DETTAGLI ESERCIZIO: Puoi riscrivere il tratto dell'articolo sulla trasfusione infetta che va da "La sentenza n." fino a "consistente danno epatico.", aggiornando "epatite C" in "epatite B"?
┌─ TESTO IN ESAME
LATINA – Oltre 100 mila euro a una donna di Latina, è il risarcimento a cui è stato condannato, oggi, il Ministero della Salute a causa di una trasfusione di sangue infetto, effettuata negli anni Settanta all’ospedale Santa Maria Goretti di Latina.
La sentenza n. 21035/2015 del tribunale di Roma, del giudice Laura Scalia, condanna infatti, il Ministero a risarcire la donna, che oggi ha 65 anni, per i gravi danni alla salute provocati dal contagio da epatite C avvenuto durante il ricovero presso il nosocomio pontino. La vittima del terribile contagio aveva 26 anni quando a cavallo del 1975-1976 le furono somministrate alcune sacche di sangue accertato come infetto dal tribunale di Roma. Solo nel giugno del 2010, dopo 25 anni, la donna è risultata positiva al virus dell’epatite C. Infatti a seguito di normali analisi del sangue le venivano riscontrati dei valori alterati delle transaminasi nel fegato, segno di un consistente danno epatico.
Da allora la donna, è caduta in una gravissima depressione – spiega il legale Renato Mattarelli – e si è isolata per non dover spiegare agli altri il proprio stato di salute. “La causa iniziata nel 2012 e terminata con la sentenza di condanna – per le gravi omissioni dei controlli sul sangue trasfuso dai sanitari del Goretti alla donna e per la mancata vigilanza del Ministero sull’attività trasfusionale del nosocomio pontino – non è la prima ne sarà l’ultima contro l’attività di raccolta, lavorazione e somministrazione del sangue negli ospedali della provincia di Latina nel periodo: anni ’60-anni ’80. Sono infatti decine le azioni di risarcimento in corso di notifica – si legge nella nota dell’avvocato Mattarelli – per i danni da sangue infetto trasfuso nell’area sanitaria pontina”.
└─
┌─ VOCI ELENCATE
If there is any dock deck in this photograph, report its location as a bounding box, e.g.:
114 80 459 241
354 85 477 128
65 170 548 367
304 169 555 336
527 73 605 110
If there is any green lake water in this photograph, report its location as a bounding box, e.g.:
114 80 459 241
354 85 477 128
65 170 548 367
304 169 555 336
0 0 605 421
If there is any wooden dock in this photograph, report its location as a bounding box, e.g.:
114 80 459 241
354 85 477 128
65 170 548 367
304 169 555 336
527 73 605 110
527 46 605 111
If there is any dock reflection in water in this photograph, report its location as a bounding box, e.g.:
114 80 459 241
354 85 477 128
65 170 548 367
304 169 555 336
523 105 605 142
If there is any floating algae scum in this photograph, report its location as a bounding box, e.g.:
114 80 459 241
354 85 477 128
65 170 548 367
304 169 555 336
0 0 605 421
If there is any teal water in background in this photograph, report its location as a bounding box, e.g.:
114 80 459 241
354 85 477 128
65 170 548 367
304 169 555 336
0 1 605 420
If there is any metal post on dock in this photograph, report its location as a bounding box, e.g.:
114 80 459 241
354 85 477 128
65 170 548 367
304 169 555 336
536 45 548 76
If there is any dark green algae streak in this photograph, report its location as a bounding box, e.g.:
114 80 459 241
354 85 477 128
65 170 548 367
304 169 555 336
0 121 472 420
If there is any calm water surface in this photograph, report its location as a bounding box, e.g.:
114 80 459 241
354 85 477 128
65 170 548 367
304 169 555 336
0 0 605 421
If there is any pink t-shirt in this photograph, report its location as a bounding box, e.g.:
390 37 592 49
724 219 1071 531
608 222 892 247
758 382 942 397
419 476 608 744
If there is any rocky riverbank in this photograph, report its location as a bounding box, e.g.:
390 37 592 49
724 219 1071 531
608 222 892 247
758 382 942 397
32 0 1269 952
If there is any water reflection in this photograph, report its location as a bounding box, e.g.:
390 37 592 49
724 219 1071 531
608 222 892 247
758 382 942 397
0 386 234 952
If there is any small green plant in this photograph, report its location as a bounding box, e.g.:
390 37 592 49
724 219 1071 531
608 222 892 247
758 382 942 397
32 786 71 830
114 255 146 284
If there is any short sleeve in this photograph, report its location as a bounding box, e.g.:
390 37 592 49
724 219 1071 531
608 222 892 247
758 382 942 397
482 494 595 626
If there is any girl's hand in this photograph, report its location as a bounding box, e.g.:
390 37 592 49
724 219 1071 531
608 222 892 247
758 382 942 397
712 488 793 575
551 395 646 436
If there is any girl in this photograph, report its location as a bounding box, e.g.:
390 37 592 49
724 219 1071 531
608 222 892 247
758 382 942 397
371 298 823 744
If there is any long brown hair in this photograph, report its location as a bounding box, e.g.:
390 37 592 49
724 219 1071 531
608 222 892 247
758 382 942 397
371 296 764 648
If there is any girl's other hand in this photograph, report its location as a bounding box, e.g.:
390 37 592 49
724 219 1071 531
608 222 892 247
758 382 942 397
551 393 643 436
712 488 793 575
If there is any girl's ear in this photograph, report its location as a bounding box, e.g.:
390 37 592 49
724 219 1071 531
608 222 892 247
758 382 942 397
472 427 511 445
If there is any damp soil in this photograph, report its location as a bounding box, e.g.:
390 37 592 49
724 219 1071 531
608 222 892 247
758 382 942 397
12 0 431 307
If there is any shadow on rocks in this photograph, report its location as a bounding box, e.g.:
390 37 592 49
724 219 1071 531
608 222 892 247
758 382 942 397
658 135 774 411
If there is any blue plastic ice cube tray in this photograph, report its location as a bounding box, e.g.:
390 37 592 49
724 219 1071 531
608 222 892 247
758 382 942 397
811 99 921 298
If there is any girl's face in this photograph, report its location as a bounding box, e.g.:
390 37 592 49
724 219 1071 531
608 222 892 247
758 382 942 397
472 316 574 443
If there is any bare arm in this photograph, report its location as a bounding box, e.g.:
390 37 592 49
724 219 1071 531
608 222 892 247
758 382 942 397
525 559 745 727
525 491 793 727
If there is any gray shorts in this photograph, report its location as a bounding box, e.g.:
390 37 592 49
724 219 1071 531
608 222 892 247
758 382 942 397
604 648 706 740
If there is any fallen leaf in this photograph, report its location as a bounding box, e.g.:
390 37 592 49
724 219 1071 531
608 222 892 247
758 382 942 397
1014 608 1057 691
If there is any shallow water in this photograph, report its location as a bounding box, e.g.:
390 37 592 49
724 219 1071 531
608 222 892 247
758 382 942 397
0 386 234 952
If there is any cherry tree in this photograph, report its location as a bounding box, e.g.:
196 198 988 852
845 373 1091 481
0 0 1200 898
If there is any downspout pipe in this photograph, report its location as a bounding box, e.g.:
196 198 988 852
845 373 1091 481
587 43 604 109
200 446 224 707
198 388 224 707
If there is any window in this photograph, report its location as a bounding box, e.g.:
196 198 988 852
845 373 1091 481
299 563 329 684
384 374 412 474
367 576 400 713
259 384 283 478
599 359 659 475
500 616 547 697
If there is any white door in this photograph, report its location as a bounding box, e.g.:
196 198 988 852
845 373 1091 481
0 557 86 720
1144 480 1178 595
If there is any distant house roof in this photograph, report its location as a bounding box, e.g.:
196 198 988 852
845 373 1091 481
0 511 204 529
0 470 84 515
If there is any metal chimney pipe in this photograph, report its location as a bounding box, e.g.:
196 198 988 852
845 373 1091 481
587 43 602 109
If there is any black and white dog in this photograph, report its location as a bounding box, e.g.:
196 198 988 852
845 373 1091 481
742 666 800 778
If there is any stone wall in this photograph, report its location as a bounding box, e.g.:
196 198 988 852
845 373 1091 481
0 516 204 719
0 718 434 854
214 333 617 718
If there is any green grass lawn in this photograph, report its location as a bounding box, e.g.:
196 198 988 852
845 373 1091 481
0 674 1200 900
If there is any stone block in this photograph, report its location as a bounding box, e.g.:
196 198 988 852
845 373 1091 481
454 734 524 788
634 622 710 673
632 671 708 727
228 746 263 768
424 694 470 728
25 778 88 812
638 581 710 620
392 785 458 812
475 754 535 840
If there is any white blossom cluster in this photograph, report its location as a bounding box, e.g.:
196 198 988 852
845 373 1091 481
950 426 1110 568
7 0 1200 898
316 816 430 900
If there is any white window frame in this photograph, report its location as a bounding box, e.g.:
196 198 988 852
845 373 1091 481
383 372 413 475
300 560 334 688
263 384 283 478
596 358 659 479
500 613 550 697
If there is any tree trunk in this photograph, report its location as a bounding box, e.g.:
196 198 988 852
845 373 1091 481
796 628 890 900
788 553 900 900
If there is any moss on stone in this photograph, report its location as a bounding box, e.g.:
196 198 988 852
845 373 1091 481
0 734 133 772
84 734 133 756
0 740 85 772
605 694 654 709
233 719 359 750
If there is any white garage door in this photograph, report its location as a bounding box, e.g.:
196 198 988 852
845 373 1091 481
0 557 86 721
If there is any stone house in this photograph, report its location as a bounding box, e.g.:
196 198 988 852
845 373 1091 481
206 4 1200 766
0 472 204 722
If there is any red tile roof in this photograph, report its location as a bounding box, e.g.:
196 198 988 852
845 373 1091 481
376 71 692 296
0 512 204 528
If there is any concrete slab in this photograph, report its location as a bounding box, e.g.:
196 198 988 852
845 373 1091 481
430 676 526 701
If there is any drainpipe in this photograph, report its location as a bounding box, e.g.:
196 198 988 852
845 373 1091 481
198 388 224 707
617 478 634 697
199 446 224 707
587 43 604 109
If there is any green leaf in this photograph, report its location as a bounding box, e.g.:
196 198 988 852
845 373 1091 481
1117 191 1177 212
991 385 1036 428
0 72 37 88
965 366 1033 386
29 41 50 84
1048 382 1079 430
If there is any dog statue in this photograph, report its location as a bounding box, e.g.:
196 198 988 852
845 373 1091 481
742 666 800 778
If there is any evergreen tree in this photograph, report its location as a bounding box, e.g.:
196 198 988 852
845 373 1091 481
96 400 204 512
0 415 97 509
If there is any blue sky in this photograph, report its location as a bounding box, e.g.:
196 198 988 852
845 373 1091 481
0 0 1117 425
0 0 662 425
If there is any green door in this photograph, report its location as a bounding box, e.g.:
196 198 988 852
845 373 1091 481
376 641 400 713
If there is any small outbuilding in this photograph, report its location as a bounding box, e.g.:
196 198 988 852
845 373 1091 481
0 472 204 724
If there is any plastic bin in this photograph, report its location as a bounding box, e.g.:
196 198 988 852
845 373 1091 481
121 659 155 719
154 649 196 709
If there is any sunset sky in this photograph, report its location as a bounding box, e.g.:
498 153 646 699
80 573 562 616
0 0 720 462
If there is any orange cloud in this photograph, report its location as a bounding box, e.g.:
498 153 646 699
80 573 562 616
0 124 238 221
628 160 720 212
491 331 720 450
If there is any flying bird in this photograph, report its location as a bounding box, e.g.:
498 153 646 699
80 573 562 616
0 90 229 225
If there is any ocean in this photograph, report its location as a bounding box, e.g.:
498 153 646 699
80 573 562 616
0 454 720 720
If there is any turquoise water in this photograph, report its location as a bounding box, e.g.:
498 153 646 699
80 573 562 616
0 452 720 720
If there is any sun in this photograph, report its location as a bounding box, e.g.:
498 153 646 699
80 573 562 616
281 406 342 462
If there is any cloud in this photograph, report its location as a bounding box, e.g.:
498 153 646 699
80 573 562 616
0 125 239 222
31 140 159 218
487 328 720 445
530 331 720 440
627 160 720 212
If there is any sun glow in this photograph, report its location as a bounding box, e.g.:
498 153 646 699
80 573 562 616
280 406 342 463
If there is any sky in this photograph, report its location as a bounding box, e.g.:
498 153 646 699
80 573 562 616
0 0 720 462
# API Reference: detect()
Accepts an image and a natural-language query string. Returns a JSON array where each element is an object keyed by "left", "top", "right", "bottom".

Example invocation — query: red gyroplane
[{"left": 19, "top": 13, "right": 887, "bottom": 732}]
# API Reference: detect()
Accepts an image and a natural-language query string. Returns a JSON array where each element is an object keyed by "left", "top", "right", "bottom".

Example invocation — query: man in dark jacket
└─
RISULTATO:
La sentenza n. 21035/2015 del tribunale di Roma, del giudice Laura Scalia, condanna infatti, il Ministero a risarcire la donna, che oggi ha 65 anni, per i gravi danni alla salute provocati dal contagio da epatite B avvenuto durante il ricovero presso il nosocomio pontino. La vittima del terribile contagio aveva 26 anni quando a cavallo del 1975-1976 le furono somministrate alcune sacche di sangue accertato come infetto dal tribunale di Roma. Solo nel giugno del 2010, dopo 25 anni, la donna è risultata positiva al virus dell’epatite B. Infatti a seguito di normali analisi del sangue le venivano riscontrati dei valori alterati delle transaminasi nel fegato, segno di un consistente danno epatico.